___ Listed entries ___

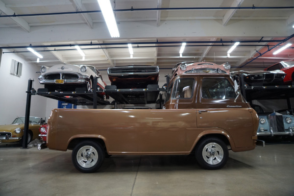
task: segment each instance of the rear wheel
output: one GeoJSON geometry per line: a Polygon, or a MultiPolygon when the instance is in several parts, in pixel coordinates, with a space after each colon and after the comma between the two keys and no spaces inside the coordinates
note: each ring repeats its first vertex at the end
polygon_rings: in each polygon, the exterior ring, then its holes
{"type": "Polygon", "coordinates": [[[72,153],[72,161],[77,170],[91,173],[98,170],[104,160],[103,148],[98,143],[85,141],[74,147],[72,153]]]}
{"type": "Polygon", "coordinates": [[[229,152],[226,144],[218,138],[208,138],[200,142],[196,150],[200,166],[207,170],[217,170],[226,163],[229,152]]]}

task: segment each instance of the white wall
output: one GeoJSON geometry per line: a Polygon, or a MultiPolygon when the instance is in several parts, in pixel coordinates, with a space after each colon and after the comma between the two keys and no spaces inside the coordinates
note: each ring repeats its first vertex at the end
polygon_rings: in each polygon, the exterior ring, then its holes
{"type": "MultiPolygon", "coordinates": [[[[5,50],[3,52],[6,51],[5,50]]],[[[0,64],[0,124],[10,124],[17,116],[24,116],[29,79],[34,80],[33,87],[41,88],[38,80],[39,68],[26,63],[22,57],[13,53],[4,53],[0,64]],[[11,60],[23,64],[20,77],[11,74],[11,60]]],[[[45,117],[47,98],[41,96],[32,96],[31,116],[45,117]]]]}

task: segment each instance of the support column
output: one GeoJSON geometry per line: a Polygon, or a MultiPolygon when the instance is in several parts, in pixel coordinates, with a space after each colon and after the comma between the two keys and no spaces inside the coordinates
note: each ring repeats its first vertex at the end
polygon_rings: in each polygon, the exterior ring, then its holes
{"type": "Polygon", "coordinates": [[[27,134],[28,134],[28,122],[29,120],[29,112],[31,103],[31,89],[32,88],[33,81],[30,79],[28,80],[27,84],[27,91],[26,91],[26,105],[25,106],[25,116],[24,119],[24,136],[23,136],[23,148],[27,148],[27,134]]]}

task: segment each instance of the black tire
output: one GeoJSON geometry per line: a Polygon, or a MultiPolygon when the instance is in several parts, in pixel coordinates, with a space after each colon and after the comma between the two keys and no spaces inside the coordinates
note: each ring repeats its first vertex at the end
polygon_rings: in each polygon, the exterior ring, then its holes
{"type": "MultiPolygon", "coordinates": [[[[33,138],[33,134],[30,131],[28,131],[27,133],[27,142],[26,143],[27,144],[28,144],[30,142],[31,142],[32,139],[33,138]]],[[[23,145],[23,143],[24,143],[24,136],[23,136],[23,138],[21,140],[20,140],[20,144],[21,145],[23,145]]]]}
{"type": "Polygon", "coordinates": [[[99,144],[85,141],[76,145],[72,153],[72,161],[79,171],[91,173],[101,166],[104,160],[103,148],[99,144]]]}
{"type": "Polygon", "coordinates": [[[222,140],[211,137],[199,142],[195,153],[201,167],[207,170],[218,170],[225,165],[229,157],[229,151],[222,140]]]}

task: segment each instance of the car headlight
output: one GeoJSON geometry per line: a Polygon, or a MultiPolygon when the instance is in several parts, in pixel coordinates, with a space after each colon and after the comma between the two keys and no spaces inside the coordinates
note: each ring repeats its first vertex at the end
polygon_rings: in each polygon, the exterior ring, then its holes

___

What is expected: Copy the records from the line with "task: segment each instance of the car" through the end of the records, switching "headlight" to "taillight" and leaving everything else unchanged.

Output of the exercise:
task: segment each instance of the car taillight
output: one GeoJSON geometry per line: a Polygon, or a MultiPolygon when the instance is in several parts, in pixel coordinates, with a space after each colon and after the comma between the two keys and no spaces inside the coordinates
note: each ring repeats its first vertex at the end
polygon_rings: in each polygon, the exterior ring, then its holes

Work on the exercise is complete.